DOCUMENT TEXT:
┄┄┄┄┄┄┄┄┄┄

Actively listening and building bridges among students, teachers, and communities provides learners with authentic opportunities to be involved, invested, and ignite meaningful change. This book celebrates students' first-tellings of their experiences as 'students with differences' in schools. Throughout the authors' school experiences, they yearned for spaces to share their expertise, thoughts, ideas, talents, and aspirations. These authors emphasize the need to recognize student voice, which they contend, should permeate all levels of collaborative work in schools. These collaborations include, but are not limited to the integration of diverse assessments, differentiation, curriculum design, arts-based projects, inquiry, establishing school policies, and evaluating daily practices in schools.

What students have to say matters. However, authors reiterate how often schools attempted to silence them, especially due to the label assigned to them: 'disabled.' How students learn matters. What students learn matters. Their untapped sense of wonderment plays a pertinent role in their growth and development. Together, these authors utilize artmaking to express how they navigate oppressive systems, such as school. They contend there is a need for K-12 students to co-create knowledge and build bridges among themselves, educators, families, and diverse communities. Their new ways of knowing through this artmaking process afforded them with a renewed relevance for learning and the need to promote authentic school reform. Bottom line: students matter. Their leadership, creativity, and capacity to think system-wide are essential to classroom, school, curriculum, and community needs. These young authors stress the need to continue this significant work and emphasize the power of student voice through artmaking.

┄┄┄┄┄┄┄┄┄┄

PROMPT:
Answer these questions using the passage on student voice:
1. As what does the book celebrate students' first-tellings of their experiences?
2. What label do the authors say was assigned to them?
3. What do the authors use to express how they navigate oppressive systems?

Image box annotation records
┄┄┄┄┄┄┄┄┄┄

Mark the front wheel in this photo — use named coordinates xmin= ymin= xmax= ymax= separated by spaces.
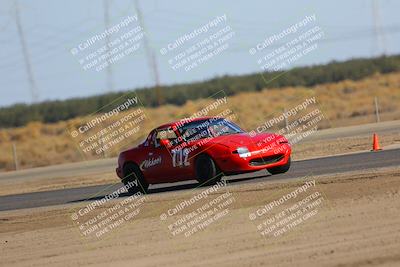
xmin=196 ymin=154 xmax=222 ymax=185
xmin=267 ymin=157 xmax=291 ymax=174
xmin=122 ymin=163 xmax=149 ymax=194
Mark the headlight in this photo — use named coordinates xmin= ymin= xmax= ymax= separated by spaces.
xmin=234 ymin=147 xmax=251 ymax=158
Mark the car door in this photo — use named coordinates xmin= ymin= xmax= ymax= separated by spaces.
xmin=140 ymin=128 xmax=177 ymax=183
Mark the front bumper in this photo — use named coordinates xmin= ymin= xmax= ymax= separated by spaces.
xmin=216 ymin=144 xmax=291 ymax=174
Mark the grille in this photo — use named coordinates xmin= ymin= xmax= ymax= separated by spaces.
xmin=249 ymin=154 xmax=284 ymax=166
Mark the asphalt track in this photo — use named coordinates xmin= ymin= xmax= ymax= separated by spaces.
xmin=0 ymin=149 xmax=400 ymax=214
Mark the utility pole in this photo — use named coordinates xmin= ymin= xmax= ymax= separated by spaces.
xmin=14 ymin=0 xmax=39 ymax=102
xmin=135 ymin=0 xmax=163 ymax=105
xmin=103 ymin=0 xmax=114 ymax=91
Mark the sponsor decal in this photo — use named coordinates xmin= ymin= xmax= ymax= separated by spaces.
xmin=140 ymin=156 xmax=161 ymax=171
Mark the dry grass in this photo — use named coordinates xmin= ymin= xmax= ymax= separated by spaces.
xmin=0 ymin=73 xmax=400 ymax=170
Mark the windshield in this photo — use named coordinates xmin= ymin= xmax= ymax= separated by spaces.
xmin=179 ymin=118 xmax=243 ymax=142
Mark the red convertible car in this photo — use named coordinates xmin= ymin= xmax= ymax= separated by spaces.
xmin=116 ymin=117 xmax=291 ymax=193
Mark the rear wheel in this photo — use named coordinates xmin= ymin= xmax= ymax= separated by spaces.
xmin=196 ymin=154 xmax=222 ymax=185
xmin=122 ymin=163 xmax=149 ymax=194
xmin=267 ymin=157 xmax=290 ymax=174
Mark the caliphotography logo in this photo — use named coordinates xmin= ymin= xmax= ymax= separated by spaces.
xmin=0 ymin=0 xmax=400 ymax=267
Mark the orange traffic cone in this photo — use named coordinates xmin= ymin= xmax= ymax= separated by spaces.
xmin=371 ymin=134 xmax=382 ymax=151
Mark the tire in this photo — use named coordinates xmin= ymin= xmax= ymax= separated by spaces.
xmin=267 ymin=157 xmax=291 ymax=174
xmin=196 ymin=154 xmax=222 ymax=185
xmin=122 ymin=163 xmax=149 ymax=194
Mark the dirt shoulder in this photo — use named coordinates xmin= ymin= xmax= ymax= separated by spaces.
xmin=0 ymin=168 xmax=400 ymax=266
xmin=0 ymin=132 xmax=400 ymax=196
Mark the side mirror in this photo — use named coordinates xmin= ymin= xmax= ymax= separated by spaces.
xmin=160 ymin=139 xmax=171 ymax=148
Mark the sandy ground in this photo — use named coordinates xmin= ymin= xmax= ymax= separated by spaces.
xmin=0 ymin=168 xmax=400 ymax=266
xmin=0 ymin=133 xmax=400 ymax=196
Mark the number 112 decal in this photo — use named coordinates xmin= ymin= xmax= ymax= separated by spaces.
xmin=172 ymin=148 xmax=190 ymax=167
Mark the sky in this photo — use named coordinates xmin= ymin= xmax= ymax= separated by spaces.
xmin=0 ymin=0 xmax=400 ymax=106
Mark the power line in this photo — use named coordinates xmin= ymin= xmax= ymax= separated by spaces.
xmin=14 ymin=0 xmax=39 ymax=102
xmin=103 ymin=0 xmax=114 ymax=91
xmin=135 ymin=0 xmax=163 ymax=105
xmin=372 ymin=0 xmax=387 ymax=55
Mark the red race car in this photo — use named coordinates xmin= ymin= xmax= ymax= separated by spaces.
xmin=116 ymin=117 xmax=291 ymax=193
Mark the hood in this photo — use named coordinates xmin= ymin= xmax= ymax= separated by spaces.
xmin=205 ymin=133 xmax=280 ymax=150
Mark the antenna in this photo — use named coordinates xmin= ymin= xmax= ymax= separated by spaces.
xmin=14 ymin=0 xmax=39 ymax=103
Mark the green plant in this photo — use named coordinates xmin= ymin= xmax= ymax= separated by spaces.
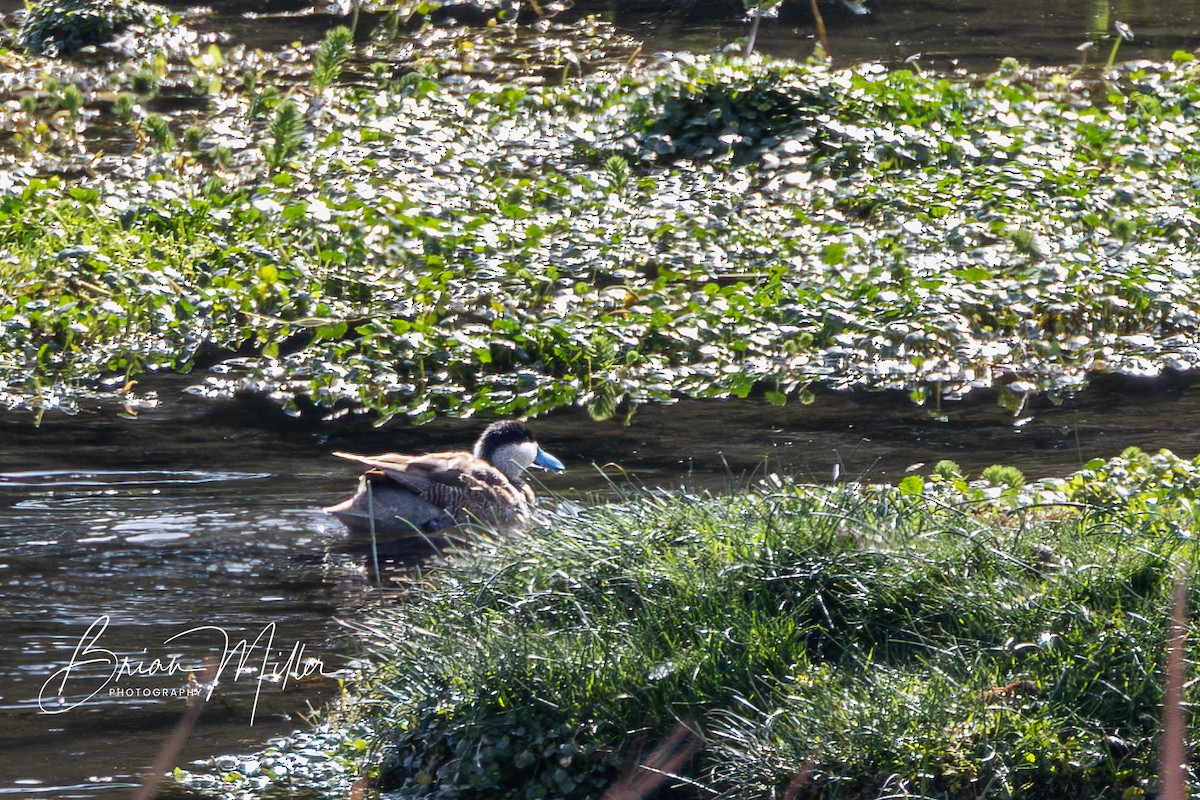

┄┄┄┄┄┄┄┄┄┄

COMPLETED TASK:
1. As 'students with differences' in schools.
2. 'Disabled.'
3. Artmaking.